**Assignment:**
Every entry needs to be given again exactly as it reads.

**Entries taken from a collection:**
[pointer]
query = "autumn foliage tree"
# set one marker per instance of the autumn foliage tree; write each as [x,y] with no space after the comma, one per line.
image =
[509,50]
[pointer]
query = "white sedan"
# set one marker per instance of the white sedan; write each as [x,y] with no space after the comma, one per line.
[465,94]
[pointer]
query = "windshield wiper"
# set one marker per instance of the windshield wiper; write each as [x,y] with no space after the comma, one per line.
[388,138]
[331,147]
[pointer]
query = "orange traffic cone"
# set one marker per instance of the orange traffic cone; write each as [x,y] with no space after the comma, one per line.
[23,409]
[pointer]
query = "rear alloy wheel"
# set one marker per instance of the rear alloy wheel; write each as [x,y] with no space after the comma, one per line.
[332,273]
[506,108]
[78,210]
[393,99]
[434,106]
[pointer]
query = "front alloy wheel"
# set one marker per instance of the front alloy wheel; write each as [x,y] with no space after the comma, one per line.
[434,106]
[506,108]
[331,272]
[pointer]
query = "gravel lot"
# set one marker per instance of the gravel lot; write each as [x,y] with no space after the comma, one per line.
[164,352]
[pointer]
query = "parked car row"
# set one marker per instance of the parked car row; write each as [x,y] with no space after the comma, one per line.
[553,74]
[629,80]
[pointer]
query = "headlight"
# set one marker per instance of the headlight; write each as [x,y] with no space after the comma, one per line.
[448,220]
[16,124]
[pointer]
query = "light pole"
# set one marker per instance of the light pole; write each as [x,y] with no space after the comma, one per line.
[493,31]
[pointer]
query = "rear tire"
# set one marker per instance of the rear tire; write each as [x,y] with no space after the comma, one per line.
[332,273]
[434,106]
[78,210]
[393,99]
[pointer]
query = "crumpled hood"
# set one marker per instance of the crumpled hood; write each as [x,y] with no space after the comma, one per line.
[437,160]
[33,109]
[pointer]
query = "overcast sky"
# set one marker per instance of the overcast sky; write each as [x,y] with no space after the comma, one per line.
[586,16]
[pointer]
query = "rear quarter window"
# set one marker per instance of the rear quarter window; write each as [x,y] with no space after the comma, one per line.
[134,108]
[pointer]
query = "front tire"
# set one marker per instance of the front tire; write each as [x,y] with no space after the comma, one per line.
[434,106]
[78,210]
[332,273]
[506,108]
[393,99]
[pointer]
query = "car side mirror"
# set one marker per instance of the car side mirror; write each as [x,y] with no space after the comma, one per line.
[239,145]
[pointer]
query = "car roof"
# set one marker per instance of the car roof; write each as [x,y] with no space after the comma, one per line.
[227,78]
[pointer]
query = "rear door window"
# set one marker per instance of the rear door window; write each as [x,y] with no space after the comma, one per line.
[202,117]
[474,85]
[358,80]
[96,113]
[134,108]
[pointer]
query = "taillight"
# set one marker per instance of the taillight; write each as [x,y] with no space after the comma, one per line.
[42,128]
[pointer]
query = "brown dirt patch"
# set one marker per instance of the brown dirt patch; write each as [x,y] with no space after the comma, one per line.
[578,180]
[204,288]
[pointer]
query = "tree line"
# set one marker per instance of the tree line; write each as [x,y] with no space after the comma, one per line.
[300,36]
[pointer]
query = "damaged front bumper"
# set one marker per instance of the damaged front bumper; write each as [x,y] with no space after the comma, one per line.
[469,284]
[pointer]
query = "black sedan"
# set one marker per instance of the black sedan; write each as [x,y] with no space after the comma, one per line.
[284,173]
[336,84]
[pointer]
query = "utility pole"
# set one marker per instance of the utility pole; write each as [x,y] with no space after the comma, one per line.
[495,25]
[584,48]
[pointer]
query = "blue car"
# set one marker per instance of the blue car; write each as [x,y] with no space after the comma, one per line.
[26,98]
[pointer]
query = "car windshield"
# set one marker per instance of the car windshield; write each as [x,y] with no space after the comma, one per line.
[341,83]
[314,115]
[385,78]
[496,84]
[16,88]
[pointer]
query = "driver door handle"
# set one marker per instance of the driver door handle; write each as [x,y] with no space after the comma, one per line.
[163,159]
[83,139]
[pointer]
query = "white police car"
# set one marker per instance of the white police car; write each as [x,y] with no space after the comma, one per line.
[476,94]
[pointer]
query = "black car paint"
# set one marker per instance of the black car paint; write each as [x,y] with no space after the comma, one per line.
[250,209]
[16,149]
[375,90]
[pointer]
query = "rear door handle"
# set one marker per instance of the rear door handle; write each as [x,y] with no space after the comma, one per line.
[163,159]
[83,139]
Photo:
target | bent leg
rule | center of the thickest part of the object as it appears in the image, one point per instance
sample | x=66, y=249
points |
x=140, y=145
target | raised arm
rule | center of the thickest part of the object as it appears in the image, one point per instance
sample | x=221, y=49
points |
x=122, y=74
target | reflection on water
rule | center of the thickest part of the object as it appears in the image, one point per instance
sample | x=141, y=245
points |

**Exercise result:**
[pointer]
query = "autumn foliage tree"
# set one marker per instance of the autumn foliage tree; write each as [x,y] with no space after the comma, one per line.
image =
[509,50]
[pointer]
query = "white sedan"
# set one marker per instance of the white sedan; write each as [x,y] with no space after the comma, one per line.
[465,94]
[pointer]
query = "windshield wiper"
# set one marker per instance of the windshield wiper; write each as [x,y] with no space after the comma, one per line.
[388,138]
[331,147]
[pointer]
query = "orange traffic cone"
# set one marker per instance of the orange traffic cone; write each as [x,y] with no space after the comma, one per line.
[23,409]
[pointer]
query = "rear alloy wheel"
# set one marker per instance of the rear alloy wheel; write each as [x,y] with no space after the comma, one per line.
[332,273]
[506,108]
[78,210]
[393,99]
[434,106]
[pointer]
query = "front alloy wheel"
# set one marker per instance of the front alloy wheel; write each as [x,y] with no space after the comma, one per line.
[434,106]
[506,108]
[331,272]
[pointer]
query = "gravel lot"
# set one marker per instance of the gravel lot; write each as [x,y] with no space after the comma, one per line.
[164,352]
[pointer]
query = "parked car row"
# set one marker per instance of the parked car row; write each as [x,y] with no space after the comma, one per line.
[553,74]
[629,80]
[pointer]
query = "headlight"
# set one marker per instance of the headlight; write each as [x,y] with no space after the comma, one per line.
[448,220]
[16,124]
[pointer]
query = "light pole"
# set one marker per instance of the light pole; write each as [x,y] with no space after the comma, one per line.
[493,31]
[pointer]
query = "rear tire"
# set one marker per instance of the rear tire; write each as [x,y] with no space after the comma, one per line.
[332,273]
[434,106]
[78,210]
[393,99]
[pointer]
query = "crumpled hood"
# set one marker per instance of the crumpled hood; write each as [x,y] with no space after the comma, one per line.
[437,160]
[33,109]
[pointer]
query = "overcast sky"
# set one marker per instance of the overcast sky; write each as [x,y] with no space after the comma, one per line.
[586,16]
[pointer]
query = "rear quarter window"
# set one marker per instance of the rear quarter window; write each as [x,y] with no space after the comma, one per line.
[134,108]
[pointer]
query = "front tire"
# set one marker per instance of the front tire; write each as [x,y] with no space after the comma, one per line.
[434,106]
[78,210]
[332,273]
[506,108]
[393,99]
[pointer]
query = "car side mirror"
# set one marker per instance of the car side mirror; write each as [x,y] with no space after the comma, one per line.
[239,145]
[pointer]
query = "car roof"
# set one marker per instance of the car roof; write each as [x,y] with no space after the comma, one per line.
[227,78]
[pointer]
query = "rear door window"
# set one marker per instance of the rear door window; write each as [x,y] with no space after the comma, one per line.
[202,117]
[474,85]
[358,80]
[96,113]
[134,108]
[pointer]
query = "taillight"
# set one marker per instance of the taillight; write each as [x,y] with no space after the comma, one per line.
[42,128]
[pointer]
query = "brown dirt patch"
# set one marker per instance of the brown dirt patch; write each as [x,y] with no space after the comma, one per line.
[578,180]
[204,288]
[pointer]
query = "tree line"
# set one marker per instance of the tree line; write each as [x,y] with no space after the comma, one per line.
[300,36]
[pointer]
query = "damaged front bumper"
# set one marker per instance of the damaged front bumper; write each as [x,y] with no space after the comma, one per line.
[469,284]
[pointer]
query = "black sedan"
# set one marker per instance of the black sedan; write each as [x,y] with no space after the comma, one per line.
[284,173]
[336,84]
[pointer]
query = "utility pole"
# set one marker per instance of the utility pole; write each as [x,y] with no space after the comma, one per line.
[495,25]
[584,48]
[pointer]
query = "blue car"
# set one marker per instance of the blue car; write each as [x,y] with no space after the comma, one per line.
[26,98]
[pointer]
query = "car windshield"
# set one marker per instance of the car windshield; write each as [x,y] with no space after the comma, one per line.
[341,83]
[314,115]
[385,78]
[496,84]
[16,88]
[pointer]
query = "driver door handle"
# set one marker per instance of the driver door handle; write each as [x,y] with no space after the comma, one per line.
[163,159]
[83,139]
[pointer]
query = "white police car"
# set one marker per instance of the white police car; write each as [x,y] with no space after the comma, one per line.
[476,94]
[pointer]
query = "black car paint"
# set one marker per instance of the black car paint; write each as [x,y] with no space after the comma, one per line.
[250,209]
[16,149]
[375,90]
[pointer]
query = "rear door handle"
# set one marker per instance of the rear door handle; write each as [x,y] with no space after the comma, one per line.
[163,159]
[83,139]
Photo:
target | bent leg
rule | center of the thickest part of the object as it appears in the image, one point per instance
sample | x=66, y=249
points |
x=140, y=145
target | raised arm
rule | center of the thickest part of the object as it appears in the image, one point per instance
sample | x=221, y=49
points |
x=122, y=74
target | reflection on water
rule | center of the thickest part of the object as it appears in the image, one point per instance
sample | x=141, y=245
points |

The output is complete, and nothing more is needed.